▸ Work to do: Gather and copy every line in the records below that contains the string "trunk" with matching case.

_ _ _ _ _

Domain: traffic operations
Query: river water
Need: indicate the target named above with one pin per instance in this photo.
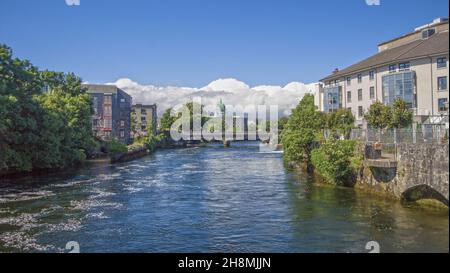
(208, 199)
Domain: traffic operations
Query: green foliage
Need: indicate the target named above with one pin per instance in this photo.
(297, 144)
(341, 122)
(306, 115)
(381, 116)
(114, 146)
(166, 123)
(335, 160)
(41, 130)
(301, 130)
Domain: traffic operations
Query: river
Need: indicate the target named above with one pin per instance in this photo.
(208, 199)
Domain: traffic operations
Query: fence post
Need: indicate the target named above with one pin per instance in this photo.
(395, 135)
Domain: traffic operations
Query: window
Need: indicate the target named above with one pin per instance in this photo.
(371, 75)
(403, 66)
(108, 100)
(427, 33)
(332, 99)
(392, 68)
(442, 83)
(107, 124)
(399, 85)
(372, 92)
(107, 111)
(442, 62)
(442, 105)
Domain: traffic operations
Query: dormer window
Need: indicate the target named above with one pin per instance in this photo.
(427, 33)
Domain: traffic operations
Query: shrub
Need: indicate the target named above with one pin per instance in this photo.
(335, 160)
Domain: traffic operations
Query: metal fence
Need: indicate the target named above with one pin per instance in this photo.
(394, 136)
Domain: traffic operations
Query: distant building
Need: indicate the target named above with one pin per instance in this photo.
(146, 116)
(413, 67)
(112, 112)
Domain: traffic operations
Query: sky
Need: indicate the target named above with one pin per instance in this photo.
(193, 43)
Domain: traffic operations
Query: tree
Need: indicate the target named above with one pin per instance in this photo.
(334, 160)
(381, 116)
(401, 115)
(301, 131)
(341, 122)
(41, 130)
(378, 116)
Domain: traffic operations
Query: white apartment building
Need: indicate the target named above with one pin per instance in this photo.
(413, 67)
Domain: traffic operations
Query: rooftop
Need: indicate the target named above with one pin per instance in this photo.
(103, 88)
(435, 45)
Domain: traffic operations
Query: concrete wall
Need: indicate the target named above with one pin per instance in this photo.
(424, 168)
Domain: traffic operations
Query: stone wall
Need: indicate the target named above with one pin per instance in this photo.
(422, 172)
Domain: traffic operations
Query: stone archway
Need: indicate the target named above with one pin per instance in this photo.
(423, 192)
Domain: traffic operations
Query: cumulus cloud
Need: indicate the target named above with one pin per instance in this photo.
(231, 91)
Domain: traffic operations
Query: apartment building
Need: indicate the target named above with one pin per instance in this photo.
(145, 116)
(112, 112)
(413, 67)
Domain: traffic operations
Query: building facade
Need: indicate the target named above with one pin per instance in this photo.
(112, 112)
(413, 67)
(145, 117)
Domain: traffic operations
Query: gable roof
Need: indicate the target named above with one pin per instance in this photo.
(436, 44)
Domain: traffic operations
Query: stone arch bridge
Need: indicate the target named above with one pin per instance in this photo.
(411, 171)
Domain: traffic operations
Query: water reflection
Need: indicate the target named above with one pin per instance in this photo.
(206, 200)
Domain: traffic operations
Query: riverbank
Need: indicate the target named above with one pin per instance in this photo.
(235, 199)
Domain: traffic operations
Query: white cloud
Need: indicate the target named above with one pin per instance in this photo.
(231, 91)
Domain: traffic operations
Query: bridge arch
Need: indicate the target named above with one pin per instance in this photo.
(423, 192)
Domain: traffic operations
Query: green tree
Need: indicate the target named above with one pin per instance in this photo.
(335, 161)
(301, 131)
(40, 130)
(341, 122)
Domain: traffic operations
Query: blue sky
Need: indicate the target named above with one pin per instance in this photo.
(193, 42)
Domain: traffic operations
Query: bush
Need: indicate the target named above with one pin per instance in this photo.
(336, 161)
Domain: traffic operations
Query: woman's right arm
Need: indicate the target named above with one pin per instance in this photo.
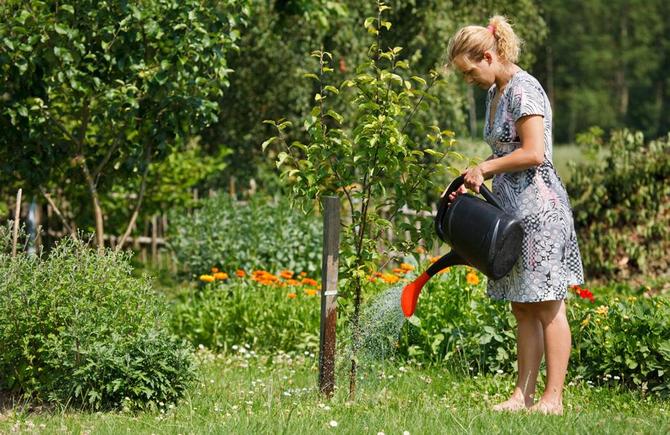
(462, 189)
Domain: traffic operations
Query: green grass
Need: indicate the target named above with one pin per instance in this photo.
(245, 393)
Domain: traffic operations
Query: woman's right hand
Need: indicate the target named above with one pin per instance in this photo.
(461, 190)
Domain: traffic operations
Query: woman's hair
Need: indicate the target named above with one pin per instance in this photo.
(472, 41)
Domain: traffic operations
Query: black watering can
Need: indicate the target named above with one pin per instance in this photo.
(480, 233)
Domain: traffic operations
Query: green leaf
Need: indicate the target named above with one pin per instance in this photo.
(281, 158)
(336, 116)
(433, 153)
(268, 142)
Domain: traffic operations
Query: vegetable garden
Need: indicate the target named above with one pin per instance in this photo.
(114, 113)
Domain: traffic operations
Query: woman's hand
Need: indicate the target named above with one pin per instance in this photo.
(474, 177)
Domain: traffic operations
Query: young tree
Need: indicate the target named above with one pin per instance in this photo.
(369, 159)
(97, 90)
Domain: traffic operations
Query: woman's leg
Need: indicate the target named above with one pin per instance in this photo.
(557, 342)
(529, 355)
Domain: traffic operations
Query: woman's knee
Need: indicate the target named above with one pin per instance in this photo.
(523, 311)
(551, 311)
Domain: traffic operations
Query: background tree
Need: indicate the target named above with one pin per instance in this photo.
(95, 91)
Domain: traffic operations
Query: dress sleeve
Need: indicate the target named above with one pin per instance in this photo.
(527, 99)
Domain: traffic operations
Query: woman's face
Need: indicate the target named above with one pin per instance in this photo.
(477, 72)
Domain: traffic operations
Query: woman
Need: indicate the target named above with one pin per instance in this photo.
(518, 130)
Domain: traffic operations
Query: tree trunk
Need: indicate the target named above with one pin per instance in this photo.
(620, 77)
(138, 205)
(472, 110)
(355, 339)
(97, 210)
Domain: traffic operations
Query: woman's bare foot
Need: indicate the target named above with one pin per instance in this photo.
(513, 404)
(547, 408)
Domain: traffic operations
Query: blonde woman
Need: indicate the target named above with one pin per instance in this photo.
(518, 130)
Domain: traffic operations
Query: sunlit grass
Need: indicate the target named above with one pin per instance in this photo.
(247, 393)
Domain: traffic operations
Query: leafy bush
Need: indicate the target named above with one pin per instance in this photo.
(623, 339)
(615, 339)
(621, 205)
(253, 235)
(460, 326)
(76, 328)
(242, 311)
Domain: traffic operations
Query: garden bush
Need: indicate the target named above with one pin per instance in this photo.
(622, 207)
(616, 339)
(258, 234)
(77, 329)
(262, 311)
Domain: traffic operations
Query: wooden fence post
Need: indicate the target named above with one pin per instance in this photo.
(330, 259)
(17, 215)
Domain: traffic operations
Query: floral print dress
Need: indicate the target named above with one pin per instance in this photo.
(550, 260)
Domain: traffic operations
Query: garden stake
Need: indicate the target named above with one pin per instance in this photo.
(331, 246)
(17, 215)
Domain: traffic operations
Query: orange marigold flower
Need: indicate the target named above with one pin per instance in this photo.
(221, 275)
(389, 278)
(206, 278)
(286, 274)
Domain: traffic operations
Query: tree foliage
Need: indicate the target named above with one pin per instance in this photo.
(94, 91)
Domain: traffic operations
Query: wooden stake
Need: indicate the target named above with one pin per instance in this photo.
(17, 215)
(154, 239)
(331, 246)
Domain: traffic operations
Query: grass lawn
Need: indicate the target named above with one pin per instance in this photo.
(245, 393)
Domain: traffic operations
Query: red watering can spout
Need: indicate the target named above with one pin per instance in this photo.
(410, 294)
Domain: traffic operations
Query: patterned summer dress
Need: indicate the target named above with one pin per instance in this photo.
(550, 260)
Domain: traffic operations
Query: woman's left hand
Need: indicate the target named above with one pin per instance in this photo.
(474, 177)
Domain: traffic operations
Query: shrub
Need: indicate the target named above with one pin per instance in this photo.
(623, 339)
(616, 339)
(259, 234)
(76, 328)
(621, 206)
(240, 311)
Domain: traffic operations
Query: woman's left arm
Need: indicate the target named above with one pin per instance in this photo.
(530, 154)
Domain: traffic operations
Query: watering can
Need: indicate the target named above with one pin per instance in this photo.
(480, 233)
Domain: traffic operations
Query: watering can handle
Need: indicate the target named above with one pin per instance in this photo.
(486, 193)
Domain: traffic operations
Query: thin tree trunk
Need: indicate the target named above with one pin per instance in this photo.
(97, 209)
(138, 204)
(56, 210)
(472, 110)
(17, 216)
(355, 340)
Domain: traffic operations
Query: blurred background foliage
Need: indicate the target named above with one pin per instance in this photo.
(602, 64)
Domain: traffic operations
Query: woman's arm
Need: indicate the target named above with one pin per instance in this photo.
(531, 153)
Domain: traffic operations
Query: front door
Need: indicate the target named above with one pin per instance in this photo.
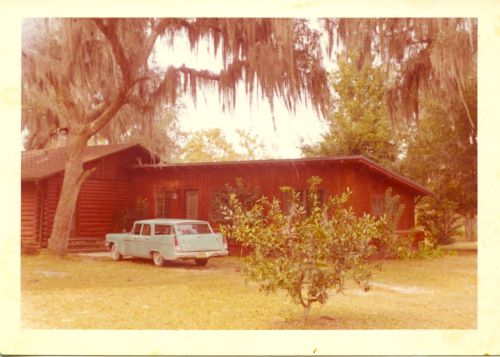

_ _ _ _ _

▸ Solution for this task:
Query: tree trunk
Query: thin tree trunk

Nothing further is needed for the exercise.